------ Supplied records ------
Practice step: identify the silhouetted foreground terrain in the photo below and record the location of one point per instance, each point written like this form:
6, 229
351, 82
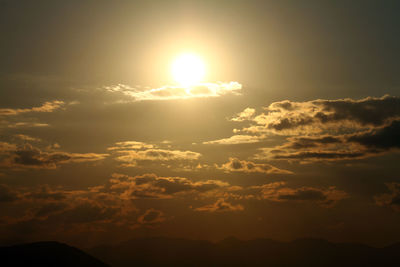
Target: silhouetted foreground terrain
181, 252
233, 252
46, 254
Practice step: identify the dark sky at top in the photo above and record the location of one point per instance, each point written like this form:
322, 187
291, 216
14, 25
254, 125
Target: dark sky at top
294, 132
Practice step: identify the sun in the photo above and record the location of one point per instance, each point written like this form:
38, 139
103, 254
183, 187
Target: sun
188, 69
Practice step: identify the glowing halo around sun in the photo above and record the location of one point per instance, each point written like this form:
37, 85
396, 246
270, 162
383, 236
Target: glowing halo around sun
188, 69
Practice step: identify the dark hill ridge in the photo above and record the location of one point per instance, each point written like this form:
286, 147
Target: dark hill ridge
46, 254
234, 252
183, 252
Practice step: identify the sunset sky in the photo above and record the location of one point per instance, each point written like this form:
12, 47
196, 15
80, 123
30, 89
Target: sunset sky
199, 119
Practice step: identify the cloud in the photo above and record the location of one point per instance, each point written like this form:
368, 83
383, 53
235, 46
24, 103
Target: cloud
278, 192
236, 165
24, 137
235, 139
175, 92
220, 206
28, 156
323, 116
129, 152
152, 186
391, 199
7, 194
361, 145
246, 114
151, 217
49, 106
26, 124
130, 145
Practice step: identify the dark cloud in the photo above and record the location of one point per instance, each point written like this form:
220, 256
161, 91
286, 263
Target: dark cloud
49, 106
151, 217
278, 191
46, 193
384, 138
152, 186
220, 206
293, 118
391, 199
341, 147
7, 194
129, 152
28, 156
236, 165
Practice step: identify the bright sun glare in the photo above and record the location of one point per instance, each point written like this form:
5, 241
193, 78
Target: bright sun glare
188, 69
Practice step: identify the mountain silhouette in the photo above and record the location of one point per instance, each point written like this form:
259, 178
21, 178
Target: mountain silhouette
46, 254
233, 252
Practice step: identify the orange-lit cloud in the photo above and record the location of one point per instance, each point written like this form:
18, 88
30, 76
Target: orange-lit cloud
176, 92
236, 165
49, 106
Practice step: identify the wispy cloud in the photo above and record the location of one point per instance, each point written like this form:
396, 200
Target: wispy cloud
129, 152
177, 92
49, 106
236, 165
236, 139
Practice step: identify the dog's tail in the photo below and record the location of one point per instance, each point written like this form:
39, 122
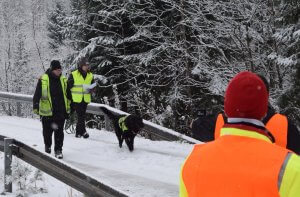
------
- What you need to do
Reproduce the stretch of the material from the line containing "Practice step: identify the mountain" through its end, word for word, leaving out the pictures.

- Solved exercise
Practice step: identify the mountain silhouette in the photo above and record the location of one point per instance, each point written like this form:
259, 178
21, 178
Target: mountain silhouette
46, 254
233, 252
Practice step: identify the orange-lit cloud in the photo above and record the location of one point per instance, each point written like this form:
18, 88
30, 76
Target: orange-lit cloud
176, 92
236, 165
49, 106
Practice step: identify the wispy cloud in the photo above and record the location of one point per instance, each point written like this form:
396, 200
Target: wispy cloud
129, 152
177, 92
49, 106
236, 165
236, 139
Practice step: identify the dog's tail in the photo below and record the location of one point per instance, each point written like this form:
39, 122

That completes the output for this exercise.